Reproduce the passage of the bylaws excerpt that starts with "3.9 Vice Presidents." and goes on through "Board of Directors.", word for word.

── SELECTED EXCERPT ──

3.9 Vice Presidents. Any Vice President shall perform such duties and possess such powers as the Board of Directors or the President may from time to time prescribe. In the event of the absence, inability or refusal to act of the President, the Vice President (or if there shall be more than one Vice President, the Vice Presidents in the order determined by the Board of Directors) shall perform the duties of the President and when so performing shall have all the powers of and be subject to all the restrictions upon the President. The Board of Directors may assign to any Vice President the title of Executive Vice President, Senior Vice President or any other title selected by the Board of Directors.

3.10 Secretary and Assistant Secretary. The Secretary shall perform such duties and shall have such powers as the Board of Directors or the President may from time to time prescribe. In addition, the Secretary shall perform such duties and have such powers as are incident to the office of the secretary, including without limitation the duty and power to give notices of all meetings of stockholders and special meetings of the Board of Directors, to attend all meetings of stockholders and the Board of Directors and keep a record of the proceedings, to maintain a stock ledger and prepare lists of stockholders and their addresses as required and to be the custodian of corporate books and records. Any Assistant Secretary shall perform such duties and possess such powers as the Board of Directors, the President or the Secretary may from time to time prescribe. In the event of the absence, inability or refusal to act of the Secretary, the Assistant Secretary (or if there shall be more than one Assistant Secretary, the Assistant Secretaries in the order determined by the Board of Directors) shall perform the duties and exercise the powers of the Secretary. In the absence of the Secretary or any Assistant Secretary at any meeting of stockholders or directors, the person presiding at the meeting shall designate a temporary Secretary to keep a record of the meeting.

3.11 Treasurer and Assistant Treasurer. In the absence of a Vice President of Finance, the Treasurer shall be the chief financial officer and the chief accounting officer of the Corporation. The Treasurer shall perform such duties and shall have such powers as may from time to time be assigned to him by the Board of Directors or the President. In addition, the Treasurer shall perform such duties and have such powers as are incident to the office of treasurer, including without limitation the duty and power to keep and be responsible for all funds and securities of the Corporation, to deposit funds of the Corporation in depositories selected in accordance with these Amended and Restated Bylaws, to disburse such funds as ordered by the Board of Directors, to make proper accounts of such funds and to render, as required by the Board of Directors, statements of all such transactions and of the financial condition of the Corporation. Any Assistant Treasurers shall perform such duties and possess such powers as the Board of Directors, the President or the Treasurer may from time to time prescribe. In the event of the absence, inability or refusal to act of the Treasurer, the Assistant Treasurer (or if there shall be more than one Assistant Treasurer, the Assistant Treasurers in the order determined by the Board of Directors) shall perform the duties and exercise the powers of the Treasurer.

───
── STORED DATA ──

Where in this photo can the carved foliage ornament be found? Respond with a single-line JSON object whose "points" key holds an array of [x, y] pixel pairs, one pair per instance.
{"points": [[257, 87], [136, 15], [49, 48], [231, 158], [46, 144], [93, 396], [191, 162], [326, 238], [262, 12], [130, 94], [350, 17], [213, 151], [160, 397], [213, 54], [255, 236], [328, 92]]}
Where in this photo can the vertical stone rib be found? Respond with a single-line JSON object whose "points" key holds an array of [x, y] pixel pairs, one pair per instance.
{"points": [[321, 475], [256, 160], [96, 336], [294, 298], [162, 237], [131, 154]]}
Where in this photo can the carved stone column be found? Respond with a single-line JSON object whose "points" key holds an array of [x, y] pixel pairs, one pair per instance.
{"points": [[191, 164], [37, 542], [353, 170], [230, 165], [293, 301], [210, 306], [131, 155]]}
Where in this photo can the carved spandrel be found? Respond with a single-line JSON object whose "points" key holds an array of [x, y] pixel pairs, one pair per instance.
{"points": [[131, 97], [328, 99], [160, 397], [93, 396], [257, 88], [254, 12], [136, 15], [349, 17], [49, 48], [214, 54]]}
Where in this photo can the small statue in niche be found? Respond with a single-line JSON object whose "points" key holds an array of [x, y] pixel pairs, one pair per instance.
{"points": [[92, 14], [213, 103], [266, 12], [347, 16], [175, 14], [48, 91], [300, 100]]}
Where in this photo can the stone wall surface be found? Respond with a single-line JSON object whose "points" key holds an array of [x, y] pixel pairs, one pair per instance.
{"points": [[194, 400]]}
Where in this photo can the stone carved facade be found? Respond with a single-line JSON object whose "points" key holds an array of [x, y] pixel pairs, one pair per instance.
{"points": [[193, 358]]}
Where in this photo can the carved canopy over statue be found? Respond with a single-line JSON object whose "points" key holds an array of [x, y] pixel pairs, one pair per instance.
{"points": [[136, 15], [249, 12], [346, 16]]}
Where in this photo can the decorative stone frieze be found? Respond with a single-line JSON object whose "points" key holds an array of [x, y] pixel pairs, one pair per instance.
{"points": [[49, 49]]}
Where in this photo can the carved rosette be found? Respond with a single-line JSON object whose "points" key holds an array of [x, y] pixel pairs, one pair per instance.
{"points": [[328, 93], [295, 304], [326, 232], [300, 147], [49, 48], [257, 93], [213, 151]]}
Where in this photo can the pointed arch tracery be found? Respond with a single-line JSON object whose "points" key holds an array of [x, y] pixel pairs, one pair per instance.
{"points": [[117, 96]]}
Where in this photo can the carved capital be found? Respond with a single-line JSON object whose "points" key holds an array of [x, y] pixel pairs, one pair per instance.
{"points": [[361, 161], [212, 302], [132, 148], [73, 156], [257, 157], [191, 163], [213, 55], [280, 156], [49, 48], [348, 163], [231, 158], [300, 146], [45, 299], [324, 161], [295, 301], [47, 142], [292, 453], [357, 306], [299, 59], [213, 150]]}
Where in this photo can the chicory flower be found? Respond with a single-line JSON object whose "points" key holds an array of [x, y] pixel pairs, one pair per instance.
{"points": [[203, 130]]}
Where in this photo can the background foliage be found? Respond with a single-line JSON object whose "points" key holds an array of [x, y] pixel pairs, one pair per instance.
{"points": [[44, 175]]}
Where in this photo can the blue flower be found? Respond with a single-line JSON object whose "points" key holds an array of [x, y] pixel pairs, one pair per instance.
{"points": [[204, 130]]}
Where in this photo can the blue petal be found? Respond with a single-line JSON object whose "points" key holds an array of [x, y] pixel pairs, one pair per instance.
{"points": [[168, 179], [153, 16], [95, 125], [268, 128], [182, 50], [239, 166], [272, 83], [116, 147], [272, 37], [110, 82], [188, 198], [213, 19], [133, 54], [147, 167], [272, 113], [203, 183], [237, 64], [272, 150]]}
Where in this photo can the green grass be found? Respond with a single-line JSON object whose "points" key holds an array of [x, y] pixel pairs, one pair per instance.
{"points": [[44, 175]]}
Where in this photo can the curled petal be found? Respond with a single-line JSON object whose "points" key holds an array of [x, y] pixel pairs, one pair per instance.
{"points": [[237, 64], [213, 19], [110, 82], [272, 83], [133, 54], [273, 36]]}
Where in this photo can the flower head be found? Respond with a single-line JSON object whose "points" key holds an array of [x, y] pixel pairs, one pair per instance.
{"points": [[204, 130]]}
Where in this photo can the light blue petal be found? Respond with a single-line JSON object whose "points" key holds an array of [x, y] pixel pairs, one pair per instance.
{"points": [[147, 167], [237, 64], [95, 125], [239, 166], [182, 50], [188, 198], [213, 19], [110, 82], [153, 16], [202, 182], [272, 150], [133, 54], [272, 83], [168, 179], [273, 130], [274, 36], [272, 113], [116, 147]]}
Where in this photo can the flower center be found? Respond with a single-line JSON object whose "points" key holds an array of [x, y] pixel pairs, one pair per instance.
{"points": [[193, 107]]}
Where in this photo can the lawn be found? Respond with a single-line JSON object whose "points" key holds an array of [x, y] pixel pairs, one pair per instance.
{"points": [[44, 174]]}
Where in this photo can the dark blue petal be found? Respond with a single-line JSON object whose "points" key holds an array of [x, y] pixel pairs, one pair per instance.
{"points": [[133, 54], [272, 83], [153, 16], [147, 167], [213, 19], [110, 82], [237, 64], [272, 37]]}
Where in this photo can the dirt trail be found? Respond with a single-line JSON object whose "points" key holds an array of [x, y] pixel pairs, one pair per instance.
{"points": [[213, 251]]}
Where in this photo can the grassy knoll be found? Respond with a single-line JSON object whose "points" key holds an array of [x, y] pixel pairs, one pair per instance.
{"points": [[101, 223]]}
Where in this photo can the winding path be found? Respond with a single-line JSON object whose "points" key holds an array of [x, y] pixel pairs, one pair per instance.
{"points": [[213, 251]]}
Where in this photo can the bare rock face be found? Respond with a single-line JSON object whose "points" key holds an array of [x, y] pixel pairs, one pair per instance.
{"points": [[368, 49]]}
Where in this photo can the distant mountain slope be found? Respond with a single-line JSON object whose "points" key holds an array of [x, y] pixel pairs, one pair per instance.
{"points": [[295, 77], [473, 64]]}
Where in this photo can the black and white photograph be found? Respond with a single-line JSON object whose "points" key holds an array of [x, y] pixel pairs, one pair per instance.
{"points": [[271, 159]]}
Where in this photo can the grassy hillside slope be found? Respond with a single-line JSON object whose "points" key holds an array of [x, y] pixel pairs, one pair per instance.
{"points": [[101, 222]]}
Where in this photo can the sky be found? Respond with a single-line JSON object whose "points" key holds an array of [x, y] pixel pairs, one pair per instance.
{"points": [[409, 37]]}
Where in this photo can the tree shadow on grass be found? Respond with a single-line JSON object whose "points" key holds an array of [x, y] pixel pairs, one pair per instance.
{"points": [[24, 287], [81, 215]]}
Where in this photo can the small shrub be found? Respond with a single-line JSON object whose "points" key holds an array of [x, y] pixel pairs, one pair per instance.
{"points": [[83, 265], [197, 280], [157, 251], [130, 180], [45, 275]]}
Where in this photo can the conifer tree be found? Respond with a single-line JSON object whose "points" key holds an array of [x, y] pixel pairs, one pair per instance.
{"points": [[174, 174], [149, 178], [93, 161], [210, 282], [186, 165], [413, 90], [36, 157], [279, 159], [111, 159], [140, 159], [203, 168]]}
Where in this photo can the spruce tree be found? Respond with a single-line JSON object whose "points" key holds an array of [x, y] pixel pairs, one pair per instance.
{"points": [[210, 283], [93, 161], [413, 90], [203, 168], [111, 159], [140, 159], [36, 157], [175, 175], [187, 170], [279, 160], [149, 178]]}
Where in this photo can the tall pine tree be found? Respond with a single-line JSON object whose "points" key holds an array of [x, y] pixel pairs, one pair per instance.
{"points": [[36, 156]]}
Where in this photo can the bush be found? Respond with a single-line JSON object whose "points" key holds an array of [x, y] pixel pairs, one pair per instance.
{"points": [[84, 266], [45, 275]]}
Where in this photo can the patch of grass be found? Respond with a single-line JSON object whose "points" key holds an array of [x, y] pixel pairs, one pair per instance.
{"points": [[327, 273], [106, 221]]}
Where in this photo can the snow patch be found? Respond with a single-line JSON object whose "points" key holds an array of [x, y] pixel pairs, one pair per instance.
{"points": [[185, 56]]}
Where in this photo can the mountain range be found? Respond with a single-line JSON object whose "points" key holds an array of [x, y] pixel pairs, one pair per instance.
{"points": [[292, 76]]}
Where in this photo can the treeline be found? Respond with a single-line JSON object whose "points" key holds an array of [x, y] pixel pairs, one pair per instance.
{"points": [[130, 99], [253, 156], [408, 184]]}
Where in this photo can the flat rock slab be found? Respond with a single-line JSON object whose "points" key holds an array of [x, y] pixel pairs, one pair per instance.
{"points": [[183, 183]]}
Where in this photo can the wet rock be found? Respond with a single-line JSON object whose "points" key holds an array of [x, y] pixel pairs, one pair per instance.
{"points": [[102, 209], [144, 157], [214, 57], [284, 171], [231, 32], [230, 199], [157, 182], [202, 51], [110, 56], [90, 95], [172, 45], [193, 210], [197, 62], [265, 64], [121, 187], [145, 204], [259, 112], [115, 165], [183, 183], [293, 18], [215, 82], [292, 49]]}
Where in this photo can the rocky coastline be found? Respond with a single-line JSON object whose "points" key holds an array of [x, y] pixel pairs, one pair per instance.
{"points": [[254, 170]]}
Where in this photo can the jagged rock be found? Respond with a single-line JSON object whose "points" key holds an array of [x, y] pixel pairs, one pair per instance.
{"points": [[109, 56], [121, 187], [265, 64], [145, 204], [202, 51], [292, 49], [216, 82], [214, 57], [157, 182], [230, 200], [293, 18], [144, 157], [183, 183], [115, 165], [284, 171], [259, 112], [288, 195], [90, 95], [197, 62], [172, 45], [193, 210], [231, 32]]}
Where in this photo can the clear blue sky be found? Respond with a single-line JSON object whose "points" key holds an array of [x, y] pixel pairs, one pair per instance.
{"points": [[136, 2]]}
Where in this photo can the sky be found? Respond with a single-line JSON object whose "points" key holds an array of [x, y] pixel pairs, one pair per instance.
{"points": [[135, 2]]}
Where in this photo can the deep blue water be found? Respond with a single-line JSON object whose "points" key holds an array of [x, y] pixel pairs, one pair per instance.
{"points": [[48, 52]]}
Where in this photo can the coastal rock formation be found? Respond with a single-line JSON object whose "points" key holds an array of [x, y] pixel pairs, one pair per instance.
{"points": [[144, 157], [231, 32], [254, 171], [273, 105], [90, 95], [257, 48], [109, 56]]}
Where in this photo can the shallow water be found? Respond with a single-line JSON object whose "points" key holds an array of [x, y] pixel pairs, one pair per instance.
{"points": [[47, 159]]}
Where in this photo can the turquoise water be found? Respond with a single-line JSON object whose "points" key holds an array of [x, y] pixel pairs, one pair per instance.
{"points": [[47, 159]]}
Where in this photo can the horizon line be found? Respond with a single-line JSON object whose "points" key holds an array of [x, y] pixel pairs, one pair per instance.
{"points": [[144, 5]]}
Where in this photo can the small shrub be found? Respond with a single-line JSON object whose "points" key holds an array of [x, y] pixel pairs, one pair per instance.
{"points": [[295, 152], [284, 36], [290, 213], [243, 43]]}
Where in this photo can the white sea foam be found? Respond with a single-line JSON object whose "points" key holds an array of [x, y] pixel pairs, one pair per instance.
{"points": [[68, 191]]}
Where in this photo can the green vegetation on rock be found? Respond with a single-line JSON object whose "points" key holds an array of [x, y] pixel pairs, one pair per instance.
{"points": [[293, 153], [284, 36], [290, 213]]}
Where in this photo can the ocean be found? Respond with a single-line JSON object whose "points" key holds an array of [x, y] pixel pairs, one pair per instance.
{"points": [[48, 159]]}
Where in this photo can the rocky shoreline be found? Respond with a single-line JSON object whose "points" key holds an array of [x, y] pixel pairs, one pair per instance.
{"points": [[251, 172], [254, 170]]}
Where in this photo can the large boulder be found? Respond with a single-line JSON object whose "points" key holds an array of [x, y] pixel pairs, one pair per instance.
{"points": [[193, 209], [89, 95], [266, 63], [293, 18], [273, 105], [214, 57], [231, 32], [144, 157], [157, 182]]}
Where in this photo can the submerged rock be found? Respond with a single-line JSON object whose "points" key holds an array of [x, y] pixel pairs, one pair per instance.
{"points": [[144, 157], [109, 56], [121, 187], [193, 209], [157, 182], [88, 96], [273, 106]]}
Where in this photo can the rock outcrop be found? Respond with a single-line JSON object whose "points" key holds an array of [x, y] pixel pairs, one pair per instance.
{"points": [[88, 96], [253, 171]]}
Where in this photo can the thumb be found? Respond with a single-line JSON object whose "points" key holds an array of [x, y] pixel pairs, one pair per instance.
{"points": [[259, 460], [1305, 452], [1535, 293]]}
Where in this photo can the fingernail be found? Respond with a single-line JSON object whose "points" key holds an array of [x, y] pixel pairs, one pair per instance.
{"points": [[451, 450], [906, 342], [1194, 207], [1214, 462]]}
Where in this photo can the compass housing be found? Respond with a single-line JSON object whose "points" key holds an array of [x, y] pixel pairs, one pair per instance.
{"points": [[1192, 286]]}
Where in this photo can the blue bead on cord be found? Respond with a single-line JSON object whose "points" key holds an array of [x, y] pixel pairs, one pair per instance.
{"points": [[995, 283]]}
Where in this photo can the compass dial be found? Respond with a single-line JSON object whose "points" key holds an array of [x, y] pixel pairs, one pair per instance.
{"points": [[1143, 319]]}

───

◆ ANSWER BELOW:
3.9 Vice Presidents. Any Vice President shall perform such duties and possess such powers as the Board of Directors or the President may from time to time prescribe. In the event of the absence, inability or refusal to act of the President, the Vice President (or if there shall be more than one Vice President, the Vice Presidents in the order determined by the Board of Directors) shall perform the duties of the President and when so performing shall have all the powers of and be subject to all the restrictions upon the President. The Board of Directors may assign to any Vice President the title of Executive Vice President, Senior Vice President or any other title selected by the Board of Directors.